*** Material supplied ***

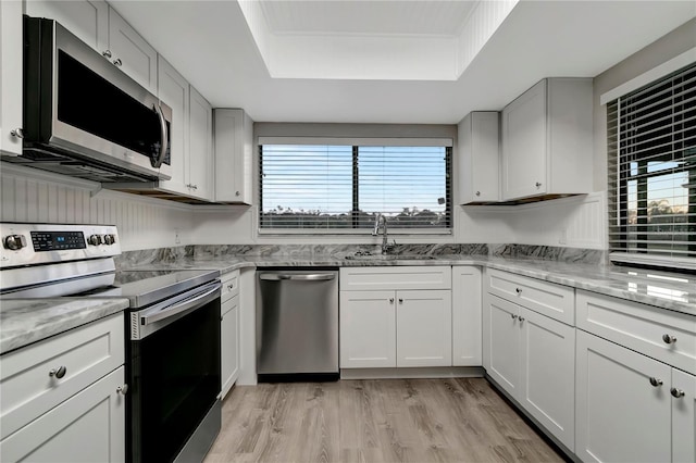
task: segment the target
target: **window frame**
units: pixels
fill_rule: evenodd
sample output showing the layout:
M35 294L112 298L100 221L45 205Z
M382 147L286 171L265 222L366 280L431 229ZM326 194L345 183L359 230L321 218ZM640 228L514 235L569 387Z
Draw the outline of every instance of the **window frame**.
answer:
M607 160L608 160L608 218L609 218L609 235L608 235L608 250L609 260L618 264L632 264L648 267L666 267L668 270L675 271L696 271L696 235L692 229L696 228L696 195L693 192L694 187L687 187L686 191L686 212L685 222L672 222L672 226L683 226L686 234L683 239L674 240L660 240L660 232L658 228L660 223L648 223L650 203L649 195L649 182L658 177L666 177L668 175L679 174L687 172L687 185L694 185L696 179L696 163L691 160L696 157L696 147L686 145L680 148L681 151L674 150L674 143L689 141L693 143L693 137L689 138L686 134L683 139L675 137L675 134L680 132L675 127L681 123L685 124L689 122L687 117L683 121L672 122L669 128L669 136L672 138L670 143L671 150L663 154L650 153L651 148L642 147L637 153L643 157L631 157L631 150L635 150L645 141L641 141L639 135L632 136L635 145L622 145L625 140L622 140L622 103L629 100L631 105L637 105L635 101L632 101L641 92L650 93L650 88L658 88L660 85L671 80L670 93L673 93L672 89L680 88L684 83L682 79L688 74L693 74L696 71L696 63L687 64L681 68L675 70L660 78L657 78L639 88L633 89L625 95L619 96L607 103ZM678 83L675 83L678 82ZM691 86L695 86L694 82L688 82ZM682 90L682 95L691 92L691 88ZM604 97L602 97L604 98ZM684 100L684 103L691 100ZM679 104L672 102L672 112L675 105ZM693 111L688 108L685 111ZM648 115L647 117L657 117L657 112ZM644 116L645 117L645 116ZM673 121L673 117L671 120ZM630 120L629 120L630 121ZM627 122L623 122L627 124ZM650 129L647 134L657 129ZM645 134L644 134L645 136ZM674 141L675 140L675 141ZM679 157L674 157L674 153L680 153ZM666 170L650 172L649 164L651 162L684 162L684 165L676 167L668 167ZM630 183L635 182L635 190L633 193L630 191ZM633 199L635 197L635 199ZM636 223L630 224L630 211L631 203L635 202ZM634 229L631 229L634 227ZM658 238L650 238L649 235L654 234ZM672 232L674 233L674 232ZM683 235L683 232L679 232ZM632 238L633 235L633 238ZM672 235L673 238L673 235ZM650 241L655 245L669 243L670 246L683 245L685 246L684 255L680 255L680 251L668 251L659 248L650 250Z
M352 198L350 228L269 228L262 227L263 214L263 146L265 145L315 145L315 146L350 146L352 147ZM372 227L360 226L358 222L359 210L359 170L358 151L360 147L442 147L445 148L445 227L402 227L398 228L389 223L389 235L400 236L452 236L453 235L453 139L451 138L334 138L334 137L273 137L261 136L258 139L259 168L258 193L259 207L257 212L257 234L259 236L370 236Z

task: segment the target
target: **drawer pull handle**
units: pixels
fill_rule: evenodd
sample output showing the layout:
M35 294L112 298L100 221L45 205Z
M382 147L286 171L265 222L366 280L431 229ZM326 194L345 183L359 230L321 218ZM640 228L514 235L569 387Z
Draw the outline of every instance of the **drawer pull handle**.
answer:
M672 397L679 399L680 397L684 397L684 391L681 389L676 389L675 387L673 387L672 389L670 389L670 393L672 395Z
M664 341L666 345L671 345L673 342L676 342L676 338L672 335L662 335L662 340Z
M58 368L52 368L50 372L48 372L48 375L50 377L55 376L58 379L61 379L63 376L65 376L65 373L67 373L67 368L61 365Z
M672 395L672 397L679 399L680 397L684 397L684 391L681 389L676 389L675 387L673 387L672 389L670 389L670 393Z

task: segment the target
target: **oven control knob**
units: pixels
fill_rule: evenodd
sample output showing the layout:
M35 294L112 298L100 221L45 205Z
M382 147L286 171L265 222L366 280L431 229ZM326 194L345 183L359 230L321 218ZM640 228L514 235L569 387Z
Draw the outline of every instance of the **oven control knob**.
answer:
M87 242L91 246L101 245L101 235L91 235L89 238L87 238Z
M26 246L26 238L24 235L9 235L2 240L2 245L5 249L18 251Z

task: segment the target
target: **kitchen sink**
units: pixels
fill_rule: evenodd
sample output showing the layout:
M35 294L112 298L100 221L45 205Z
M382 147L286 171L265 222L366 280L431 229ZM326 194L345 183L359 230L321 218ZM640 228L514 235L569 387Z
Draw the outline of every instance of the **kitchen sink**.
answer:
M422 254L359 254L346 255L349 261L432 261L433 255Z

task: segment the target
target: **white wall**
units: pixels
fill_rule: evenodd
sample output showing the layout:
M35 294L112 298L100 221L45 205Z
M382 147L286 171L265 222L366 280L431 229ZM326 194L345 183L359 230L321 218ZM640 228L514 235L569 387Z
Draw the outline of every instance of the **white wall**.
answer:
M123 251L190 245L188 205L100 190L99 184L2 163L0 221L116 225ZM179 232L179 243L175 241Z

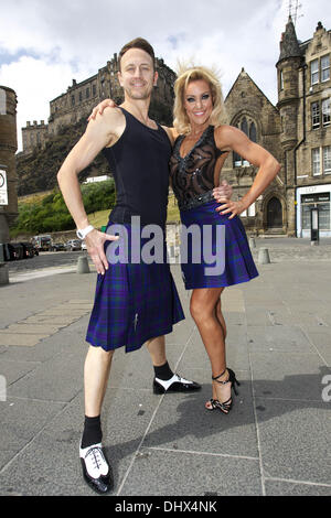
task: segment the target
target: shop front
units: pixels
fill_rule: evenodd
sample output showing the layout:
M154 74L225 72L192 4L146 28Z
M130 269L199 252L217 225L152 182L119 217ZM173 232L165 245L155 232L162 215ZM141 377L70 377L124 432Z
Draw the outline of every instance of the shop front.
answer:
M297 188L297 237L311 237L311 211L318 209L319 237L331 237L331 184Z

***

:: Given request ::
Your task is to transcribe all of the records precisely, with no images included.

:: Full response ::
task: segment the target
target: **window frame**
units: pixels
fill_rule: evenodd
sample output showing the layout:
M35 294L112 298L100 221L45 205Z
M382 147L286 171L265 222L366 280L431 229ZM326 194L345 183L359 230L321 218ZM640 228L514 235L569 387Z
Draw the outline of every instance of the **window frame**.
answer:
M607 160L608 160L608 218L609 218L609 235L608 235L608 250L609 260L618 264L632 264L648 267L666 267L668 270L675 271L696 271L696 235L692 229L696 228L696 195L693 192L694 187L687 187L686 191L686 212L685 222L672 222L672 226L683 226L686 234L683 239L674 240L660 240L660 232L658 228L660 223L648 223L650 203L649 195L649 182L658 177L666 177L668 175L679 174L687 172L687 185L694 185L696 179L696 163L691 160L696 157L696 147L686 145L680 148L681 151L674 150L674 143L689 141L693 143L693 137L689 138L686 134L683 139L675 137L675 134L680 132L675 127L681 123L685 124L689 122L687 117L683 121L672 122L669 128L669 136L672 138L670 143L671 150L663 154L650 153L651 148L642 147L637 153L643 157L631 157L631 150L635 150L645 141L641 141L639 135L632 136L635 145L622 145L625 140L622 140L622 103L629 100L631 105L637 105L635 101L632 101L641 92L650 93L650 88L658 88L660 85L671 80L670 93L673 93L672 89L680 88L684 83L682 79L688 74L693 74L696 71L696 63L687 64L681 68L675 70L660 78L657 78L639 88L633 89L625 95L619 96L607 103ZM678 83L675 83L678 82ZM691 86L695 86L694 82L688 82ZM682 90L682 95L691 92L691 88ZM604 97L602 97L604 98ZM684 100L684 103L691 100ZM679 104L672 102L672 112L675 105ZM693 111L688 108L685 111ZM648 115L647 117L657 117L657 112ZM644 116L645 117L645 116ZM673 121L673 117L671 120ZM630 120L629 120L630 121ZM627 122L623 122L627 124ZM650 129L647 134L657 129ZM645 134L644 134L645 136ZM674 141L675 140L675 141ZM679 157L674 157L674 153L680 153ZM666 170L650 172L649 164L651 162L684 162L684 165L676 167L668 167ZM630 183L635 182L635 190L633 193L630 191ZM633 199L635 197L635 199ZM636 223L630 224L630 211L631 203L635 202ZM634 229L631 229L634 227ZM658 238L650 238L649 235L654 234ZM672 232L674 233L674 232ZM683 235L683 232L679 232ZM632 238L633 235L633 238ZM672 235L673 238L673 235ZM650 241L655 245L669 243L670 246L683 245L685 246L684 255L680 255L680 251L668 251L659 248L650 250Z
M352 198L350 228L269 228L262 227L263 214L263 146L265 145L315 145L315 146L350 146L352 147ZM372 227L360 226L358 222L359 210L359 170L358 151L360 147L442 147L445 148L445 227L402 227L398 228L389 223L389 235L400 236L452 236L453 235L453 139L451 138L334 138L334 137L273 137L261 136L258 139L259 168L258 193L259 207L257 212L257 234L259 236L370 236Z

task: segment the target
target: **drawer pull handle**
units: pixels
fill_rule: evenodd
sample output showing the layout:
M35 294L112 298L100 221L45 205Z
M382 147L286 171L265 222L366 280L431 229ZM326 194L345 183L359 230L321 218ZM640 228L514 235L569 387Z
Draw the outline of every instance of the **drawer pull handle**.
answer:
M672 397L679 399L680 397L684 397L684 391L681 389L676 389L675 387L673 387L672 389L670 389L670 393L672 395Z
M664 341L666 345L671 345L673 342L676 342L676 338L672 335L662 335L662 340Z
M58 368L52 368L50 372L48 372L48 375L50 377L55 376L58 379L61 379L63 376L65 376L65 373L67 373L67 368L61 365Z
M672 395L672 397L679 399L680 397L684 397L684 391L681 389L676 389L675 387L673 387L672 389L670 389L670 393Z

task: segment the target
target: **oven control knob**
units: pixels
fill_rule: evenodd
sample output showing the layout:
M35 294L112 298L100 221L45 205Z
M382 147L286 171L265 222L366 280L431 229ZM326 194L345 183L359 230L321 218ZM640 228L514 235L569 387Z
Draw the outline of every instance of the **oven control knob**.
answer:
M87 242L91 246L101 245L101 235L91 235L89 238L87 238Z
M26 246L26 238L24 235L9 235L2 240L2 245L5 249L18 251Z

task: segment the target
target: **kitchen sink**
units: pixels
fill_rule: evenodd
sample output showing the layout:
M35 294L112 298L100 221L45 205Z
M382 147L286 171L265 222L366 280L431 229ZM326 194L345 183L359 230L321 218ZM640 228L514 235L569 387Z
Draw the outline of every instance of the **kitchen sink**.
answer:
M422 254L359 254L346 255L349 261L432 261L433 255Z

task: segment the target
target: **white wall**
units: pixels
fill_rule: evenodd
sample output showing the layout:
M35 294L112 298L100 221L45 205Z
M382 147L286 171L265 222L366 280L431 229ZM326 194L345 183L359 230L321 218ZM640 228L514 235L569 387Z
Draw the outline of every instance of the **white wall**.
answer:
M123 251L190 245L188 205L100 190L99 184L2 163L0 221L116 225ZM179 232L179 243L175 241Z

task: segment the target
target: shop front
units: pixels
fill_rule: evenodd
sample output showing the layout:
M154 74L225 72L192 4L146 28Z
M130 269L199 252L217 225L152 182L119 217ZM173 232L165 245L155 232L162 215ZM141 377L70 377L124 432Z
Draw the outline of every instance of the shop front.
answer:
M297 188L297 237L311 237L311 211L318 209L319 237L331 237L331 184Z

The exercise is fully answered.